• _Problem to work on_
Copy out the data between the line containing "Wildlife camera trigger: the trail-cam image above contains blue" and the line containing "34, 193, 91, 337", inclusive, replacing "handbag" with "purse" and changing nothing else.

• _Exercise input_
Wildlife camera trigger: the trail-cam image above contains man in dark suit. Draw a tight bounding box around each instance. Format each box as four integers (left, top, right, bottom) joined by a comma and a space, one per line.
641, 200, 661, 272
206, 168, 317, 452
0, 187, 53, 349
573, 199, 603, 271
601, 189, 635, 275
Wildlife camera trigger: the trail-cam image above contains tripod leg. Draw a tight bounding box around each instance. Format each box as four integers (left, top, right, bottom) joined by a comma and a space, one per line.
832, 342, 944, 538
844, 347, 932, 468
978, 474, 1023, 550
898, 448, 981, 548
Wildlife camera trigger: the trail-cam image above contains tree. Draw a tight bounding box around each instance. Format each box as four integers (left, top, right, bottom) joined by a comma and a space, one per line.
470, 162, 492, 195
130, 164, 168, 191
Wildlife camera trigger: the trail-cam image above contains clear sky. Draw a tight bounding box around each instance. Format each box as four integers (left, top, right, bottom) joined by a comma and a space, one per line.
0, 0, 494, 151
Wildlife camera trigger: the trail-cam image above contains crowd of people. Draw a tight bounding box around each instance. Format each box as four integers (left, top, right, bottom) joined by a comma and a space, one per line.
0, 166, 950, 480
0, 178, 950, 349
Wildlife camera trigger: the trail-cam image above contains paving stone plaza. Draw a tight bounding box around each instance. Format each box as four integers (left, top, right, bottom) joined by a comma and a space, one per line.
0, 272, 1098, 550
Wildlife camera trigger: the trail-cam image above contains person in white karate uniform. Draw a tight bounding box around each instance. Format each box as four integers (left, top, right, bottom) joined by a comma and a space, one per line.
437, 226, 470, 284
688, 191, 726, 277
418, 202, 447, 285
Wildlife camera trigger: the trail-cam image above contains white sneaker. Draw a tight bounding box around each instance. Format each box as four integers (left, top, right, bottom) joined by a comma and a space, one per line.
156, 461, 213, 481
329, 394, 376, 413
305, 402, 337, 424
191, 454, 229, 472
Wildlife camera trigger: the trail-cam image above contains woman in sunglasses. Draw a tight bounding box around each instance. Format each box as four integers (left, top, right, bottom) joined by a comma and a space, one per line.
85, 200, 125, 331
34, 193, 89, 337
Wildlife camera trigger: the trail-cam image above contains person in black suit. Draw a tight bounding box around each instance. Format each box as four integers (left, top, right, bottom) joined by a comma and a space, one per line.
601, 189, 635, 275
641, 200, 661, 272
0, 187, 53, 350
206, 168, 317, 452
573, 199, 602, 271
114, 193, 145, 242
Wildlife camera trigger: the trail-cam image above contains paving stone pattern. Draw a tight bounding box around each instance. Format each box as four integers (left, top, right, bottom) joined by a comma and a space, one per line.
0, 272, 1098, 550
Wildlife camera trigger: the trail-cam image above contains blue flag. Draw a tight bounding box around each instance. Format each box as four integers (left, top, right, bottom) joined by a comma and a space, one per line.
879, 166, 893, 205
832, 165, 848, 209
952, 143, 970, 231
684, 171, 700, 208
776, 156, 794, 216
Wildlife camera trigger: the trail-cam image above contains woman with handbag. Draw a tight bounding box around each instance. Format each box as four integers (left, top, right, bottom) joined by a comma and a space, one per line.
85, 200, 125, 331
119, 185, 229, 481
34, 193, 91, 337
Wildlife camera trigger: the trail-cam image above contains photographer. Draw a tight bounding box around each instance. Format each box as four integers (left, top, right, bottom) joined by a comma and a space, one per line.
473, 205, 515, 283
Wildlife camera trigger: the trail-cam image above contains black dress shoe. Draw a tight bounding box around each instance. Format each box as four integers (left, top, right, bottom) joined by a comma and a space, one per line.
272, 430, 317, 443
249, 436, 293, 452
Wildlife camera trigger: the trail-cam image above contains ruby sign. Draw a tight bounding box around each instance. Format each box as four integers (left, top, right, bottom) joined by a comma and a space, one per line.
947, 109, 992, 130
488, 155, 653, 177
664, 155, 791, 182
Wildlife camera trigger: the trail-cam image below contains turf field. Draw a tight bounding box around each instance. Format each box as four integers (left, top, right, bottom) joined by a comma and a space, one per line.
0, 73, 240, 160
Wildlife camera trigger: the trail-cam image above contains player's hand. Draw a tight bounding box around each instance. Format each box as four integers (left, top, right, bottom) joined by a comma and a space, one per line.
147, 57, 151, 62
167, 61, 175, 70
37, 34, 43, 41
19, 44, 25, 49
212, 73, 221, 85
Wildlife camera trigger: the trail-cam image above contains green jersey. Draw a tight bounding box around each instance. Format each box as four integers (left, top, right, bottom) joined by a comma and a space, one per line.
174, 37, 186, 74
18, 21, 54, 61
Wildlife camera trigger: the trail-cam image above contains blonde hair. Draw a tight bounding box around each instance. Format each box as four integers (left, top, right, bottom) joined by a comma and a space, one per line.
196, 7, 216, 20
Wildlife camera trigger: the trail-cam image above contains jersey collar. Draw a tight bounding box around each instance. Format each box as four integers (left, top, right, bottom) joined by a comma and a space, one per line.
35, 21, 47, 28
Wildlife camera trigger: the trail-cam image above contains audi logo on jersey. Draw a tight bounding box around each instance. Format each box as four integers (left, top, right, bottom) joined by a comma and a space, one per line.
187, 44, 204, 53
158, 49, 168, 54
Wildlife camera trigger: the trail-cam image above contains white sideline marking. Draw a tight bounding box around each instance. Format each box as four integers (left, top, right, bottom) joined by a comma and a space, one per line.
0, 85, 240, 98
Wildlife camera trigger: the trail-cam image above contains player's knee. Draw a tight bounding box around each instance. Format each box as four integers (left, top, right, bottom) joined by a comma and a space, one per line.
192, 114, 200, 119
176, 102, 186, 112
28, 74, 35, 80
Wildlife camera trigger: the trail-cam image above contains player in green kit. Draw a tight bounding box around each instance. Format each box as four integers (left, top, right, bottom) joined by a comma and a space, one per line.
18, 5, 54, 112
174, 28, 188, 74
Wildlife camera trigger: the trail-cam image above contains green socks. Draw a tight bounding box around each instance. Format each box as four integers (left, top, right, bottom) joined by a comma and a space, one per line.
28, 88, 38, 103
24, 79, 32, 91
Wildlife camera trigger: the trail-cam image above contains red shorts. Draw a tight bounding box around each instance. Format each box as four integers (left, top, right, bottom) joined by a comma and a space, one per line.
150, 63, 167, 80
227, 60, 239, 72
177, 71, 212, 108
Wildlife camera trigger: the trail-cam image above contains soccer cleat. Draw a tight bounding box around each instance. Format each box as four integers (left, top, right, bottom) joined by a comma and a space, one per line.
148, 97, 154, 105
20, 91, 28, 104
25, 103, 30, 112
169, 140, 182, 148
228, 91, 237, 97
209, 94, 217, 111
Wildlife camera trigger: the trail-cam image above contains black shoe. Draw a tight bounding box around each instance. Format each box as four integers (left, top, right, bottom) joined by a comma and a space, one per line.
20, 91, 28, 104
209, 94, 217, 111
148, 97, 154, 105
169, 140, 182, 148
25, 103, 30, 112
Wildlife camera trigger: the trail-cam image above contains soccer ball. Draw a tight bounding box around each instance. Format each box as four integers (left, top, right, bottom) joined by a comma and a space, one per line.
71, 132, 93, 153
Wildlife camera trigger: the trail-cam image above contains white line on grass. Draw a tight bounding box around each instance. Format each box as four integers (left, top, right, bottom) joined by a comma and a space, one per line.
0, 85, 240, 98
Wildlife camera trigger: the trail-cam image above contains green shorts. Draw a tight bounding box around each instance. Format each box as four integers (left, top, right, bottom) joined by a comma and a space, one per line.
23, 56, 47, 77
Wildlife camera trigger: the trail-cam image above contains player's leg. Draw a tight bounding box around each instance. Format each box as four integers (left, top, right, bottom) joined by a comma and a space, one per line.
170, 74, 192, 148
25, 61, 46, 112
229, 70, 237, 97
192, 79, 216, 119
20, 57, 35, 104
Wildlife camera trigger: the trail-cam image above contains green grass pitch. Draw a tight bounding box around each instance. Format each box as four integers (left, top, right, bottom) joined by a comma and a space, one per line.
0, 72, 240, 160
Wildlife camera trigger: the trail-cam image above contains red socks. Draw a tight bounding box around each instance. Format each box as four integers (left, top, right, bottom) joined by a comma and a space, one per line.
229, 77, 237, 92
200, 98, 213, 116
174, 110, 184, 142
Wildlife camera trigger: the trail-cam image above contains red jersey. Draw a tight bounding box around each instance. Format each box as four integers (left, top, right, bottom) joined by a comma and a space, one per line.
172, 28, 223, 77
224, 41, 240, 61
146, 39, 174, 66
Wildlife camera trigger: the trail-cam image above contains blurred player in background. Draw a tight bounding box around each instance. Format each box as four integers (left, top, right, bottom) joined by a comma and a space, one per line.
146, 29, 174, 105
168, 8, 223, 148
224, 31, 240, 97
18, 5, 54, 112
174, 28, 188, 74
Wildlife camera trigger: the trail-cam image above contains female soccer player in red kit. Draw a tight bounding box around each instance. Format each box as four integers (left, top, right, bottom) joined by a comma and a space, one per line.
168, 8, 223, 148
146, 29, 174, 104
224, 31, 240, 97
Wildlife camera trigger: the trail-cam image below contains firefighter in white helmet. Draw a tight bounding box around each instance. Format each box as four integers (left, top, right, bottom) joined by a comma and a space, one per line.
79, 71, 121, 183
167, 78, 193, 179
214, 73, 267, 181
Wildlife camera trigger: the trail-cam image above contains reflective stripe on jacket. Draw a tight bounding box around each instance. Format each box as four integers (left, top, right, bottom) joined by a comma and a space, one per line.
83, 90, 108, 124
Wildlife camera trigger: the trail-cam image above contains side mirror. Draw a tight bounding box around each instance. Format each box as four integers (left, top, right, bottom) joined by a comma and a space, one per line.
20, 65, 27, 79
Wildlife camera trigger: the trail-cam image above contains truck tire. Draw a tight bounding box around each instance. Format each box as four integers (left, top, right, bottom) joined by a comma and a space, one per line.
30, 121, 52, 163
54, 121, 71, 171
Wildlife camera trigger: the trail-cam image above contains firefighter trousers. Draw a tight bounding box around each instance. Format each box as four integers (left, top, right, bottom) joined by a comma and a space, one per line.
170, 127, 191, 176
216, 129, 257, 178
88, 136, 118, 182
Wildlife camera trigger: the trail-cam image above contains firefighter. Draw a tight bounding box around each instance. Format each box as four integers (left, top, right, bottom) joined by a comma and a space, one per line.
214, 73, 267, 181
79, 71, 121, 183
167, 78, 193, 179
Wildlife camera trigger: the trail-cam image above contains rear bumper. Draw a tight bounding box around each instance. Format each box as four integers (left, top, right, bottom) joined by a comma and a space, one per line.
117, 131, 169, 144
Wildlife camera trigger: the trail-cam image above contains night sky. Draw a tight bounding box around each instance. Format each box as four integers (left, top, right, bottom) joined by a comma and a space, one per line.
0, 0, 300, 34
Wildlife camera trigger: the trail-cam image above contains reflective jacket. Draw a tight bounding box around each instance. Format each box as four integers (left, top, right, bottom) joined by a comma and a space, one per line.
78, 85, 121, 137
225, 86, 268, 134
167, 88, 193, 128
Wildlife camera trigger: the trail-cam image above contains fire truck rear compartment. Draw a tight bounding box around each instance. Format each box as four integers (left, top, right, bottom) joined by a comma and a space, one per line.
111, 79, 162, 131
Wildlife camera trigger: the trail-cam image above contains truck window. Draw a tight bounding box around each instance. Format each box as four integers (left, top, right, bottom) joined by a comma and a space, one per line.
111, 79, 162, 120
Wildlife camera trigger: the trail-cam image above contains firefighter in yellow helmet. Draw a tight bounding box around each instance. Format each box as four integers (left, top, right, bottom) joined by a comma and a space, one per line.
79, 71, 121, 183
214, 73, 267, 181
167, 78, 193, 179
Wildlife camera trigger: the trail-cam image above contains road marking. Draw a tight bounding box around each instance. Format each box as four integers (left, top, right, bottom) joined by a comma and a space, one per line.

• _Task result_
Wildlife camera trigger: the trail-cam image above contains blue flag. Draw a tight bounding box around each instance. Format each box as four integers (left, top, right, bottom) joined by a comma and a space, one per line.
879, 166, 893, 205
832, 165, 848, 209
952, 143, 970, 231
684, 171, 700, 208
776, 156, 794, 216
Wildlife camera trigger: the trail-cam image above contains woman with purse. Draw a tight bounding box around each instance. Format each box as four integers (left, top, right, bottom) joined by a comma and a space, one per line.
85, 200, 125, 331
119, 185, 229, 481
34, 193, 91, 337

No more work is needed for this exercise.